_Excerpted records:_
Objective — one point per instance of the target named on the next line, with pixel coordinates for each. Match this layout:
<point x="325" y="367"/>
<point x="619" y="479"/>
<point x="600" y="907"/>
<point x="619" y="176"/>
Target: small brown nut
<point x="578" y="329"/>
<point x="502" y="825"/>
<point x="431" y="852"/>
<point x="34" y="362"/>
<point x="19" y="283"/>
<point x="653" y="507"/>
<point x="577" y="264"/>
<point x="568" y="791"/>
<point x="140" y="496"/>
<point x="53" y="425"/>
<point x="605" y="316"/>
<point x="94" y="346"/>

_Exercise details:_ When you transcribe the records above, keep every line exactly the same.

_Output:_
Objective — one point per instance of the target named on the next line, with pixel coordinates for each. Match this layout:
<point x="325" y="367"/>
<point x="619" y="479"/>
<point x="600" y="907"/>
<point x="619" y="176"/>
Target: small brown nut
<point x="578" y="329"/>
<point x="502" y="825"/>
<point x="431" y="852"/>
<point x="34" y="362"/>
<point x="19" y="283"/>
<point x="653" y="507"/>
<point x="577" y="264"/>
<point x="568" y="791"/>
<point x="140" y="496"/>
<point x="53" y="425"/>
<point x="605" y="316"/>
<point x="94" y="346"/>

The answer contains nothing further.